> _Provided passage_:
%%
Weak or commonly misused
- Generic "reviewer of record" listings on Publons or similar aggregators without verifying the venue and review completion.
- Internal committee service at the petitioner's own institution where the committee is routine departmental governance.
- Conference session-chair roles that involve introducing speakers but not evaluating submissions.
- Predatory or pay-to-publish journals that solicit reviewers indiscriminately.
- Bootcamp, undergraduate competition, or student hackathon judging where the work judged is at a training level.
- Self-organized or self-curated competitions where the petitioner is a co-founder of the venue.
RFE Patterns
How USCIS pushes back on this criterion
- "Peer review is expected of senior researchers and is not in itself indicative of extraordinary ability." This argument has become more common in recent years. Officers sometimes write that any senior researcher reviews papers, and so peer review does not distinguish the petitioner. The response approach typically points to the regulatory text, which credits judging without requiring that it exceed the field's norms, and to the selectivity of the venues, the formality of the invitation, and the volume or significance of the review work. Whether the response lands varies by officer.
%%
> _Exercise requirements_:
#1 Answer these questions about the text on evidence for the judging criterion:
(a) What do the conference session-chair roles listed as weak evidence involve, and what do they not involve?
(b) Which kind of journals does the text list as weak evidence?
(c) According to the text, what do officers sometimes write about senior researchers and peer review?
#2 Write the next part of the text on how USCIS pushes back on the judging criterion, starting after its last sentence.

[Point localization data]
%%
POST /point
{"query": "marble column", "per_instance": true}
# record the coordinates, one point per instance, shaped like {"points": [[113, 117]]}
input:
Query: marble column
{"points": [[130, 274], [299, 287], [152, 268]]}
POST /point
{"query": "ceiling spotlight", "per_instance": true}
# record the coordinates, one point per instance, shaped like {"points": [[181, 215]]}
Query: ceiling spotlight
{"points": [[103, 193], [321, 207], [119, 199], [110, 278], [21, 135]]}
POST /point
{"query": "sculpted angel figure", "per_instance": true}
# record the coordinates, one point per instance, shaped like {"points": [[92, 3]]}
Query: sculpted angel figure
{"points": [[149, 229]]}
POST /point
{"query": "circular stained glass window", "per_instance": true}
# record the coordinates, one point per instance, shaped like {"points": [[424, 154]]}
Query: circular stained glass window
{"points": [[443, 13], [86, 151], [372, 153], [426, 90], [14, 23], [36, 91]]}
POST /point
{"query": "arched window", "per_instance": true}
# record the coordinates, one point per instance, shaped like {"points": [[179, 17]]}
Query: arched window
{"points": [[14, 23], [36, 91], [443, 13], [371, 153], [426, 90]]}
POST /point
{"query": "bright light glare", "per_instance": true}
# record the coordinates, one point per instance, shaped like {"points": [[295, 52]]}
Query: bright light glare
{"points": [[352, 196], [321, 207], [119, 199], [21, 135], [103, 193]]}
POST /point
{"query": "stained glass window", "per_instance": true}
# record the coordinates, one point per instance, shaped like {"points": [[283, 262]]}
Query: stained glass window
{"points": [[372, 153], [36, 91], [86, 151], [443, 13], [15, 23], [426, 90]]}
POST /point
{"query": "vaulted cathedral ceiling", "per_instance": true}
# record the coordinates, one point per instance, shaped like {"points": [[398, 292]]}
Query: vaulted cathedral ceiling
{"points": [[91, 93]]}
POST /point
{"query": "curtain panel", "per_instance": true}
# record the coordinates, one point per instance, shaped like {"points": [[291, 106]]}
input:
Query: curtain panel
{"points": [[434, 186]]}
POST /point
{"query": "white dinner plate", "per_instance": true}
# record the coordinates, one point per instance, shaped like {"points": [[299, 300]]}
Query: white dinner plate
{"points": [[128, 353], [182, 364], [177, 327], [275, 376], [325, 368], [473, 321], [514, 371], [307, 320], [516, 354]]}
%%
> _Per-task answers_:
#1
(a) They involve introducing speakers but not evaluating submissions.
(b) Predatory or pay-to-publish journals that solicit reviewers indiscriminately.
(c) They write that any senior researcher reviews papers, so peer review does not distinguish the petitioner.

#2
- "The work judged was not at the same level as the petitioner's own work." Some officers read the criterion to require that the judged work be at a comparable level to the petitioner's own. This reading is contested. The response typically argues that the regulation requires only that the judging be in the same or an allied field, not that the work judged be at the petitioner's level, and points to the practical operation of peer review (where senior reviewers routinely evaluate junior researchers' submissions).
- "The record does not document the judging actually occurred." Officers sometimes accept invitations but not completed work. The response approach is to supply email or system records confirming the review was submitted, and where possible, an editor's or committee chair's confirmation of completion. Privacy obligations often constrain what can be disclosed; redacted records have been credited in past cases.
- "This is a low-tier or unselective venue." Officers test the venue's standing. The response typically attaches the venue's acceptance rate, program committee composition, editorial board, and field-wide reputation indicators (impact factor for journals, conference rankings for CS).
- "This is editorial board service in name only." Officers sometimes distinguish honorary listing from substantive editorial work. The response generally requires a description of the actual editorial duties, frequency of review assignments, and where possible, a confirming statement from the editor-in-chief.
- "The petitioner has only one or two judging instances in the record." Officers have read the criterion to require sustained judging, although the regulation does not state a numerical threshold. The response approach is to argue the regulatory text and to supplement with whatever judging instances exist; where the record is thin, the criterion may be argued together with strong other criteria rather than relied on as a primary criterion.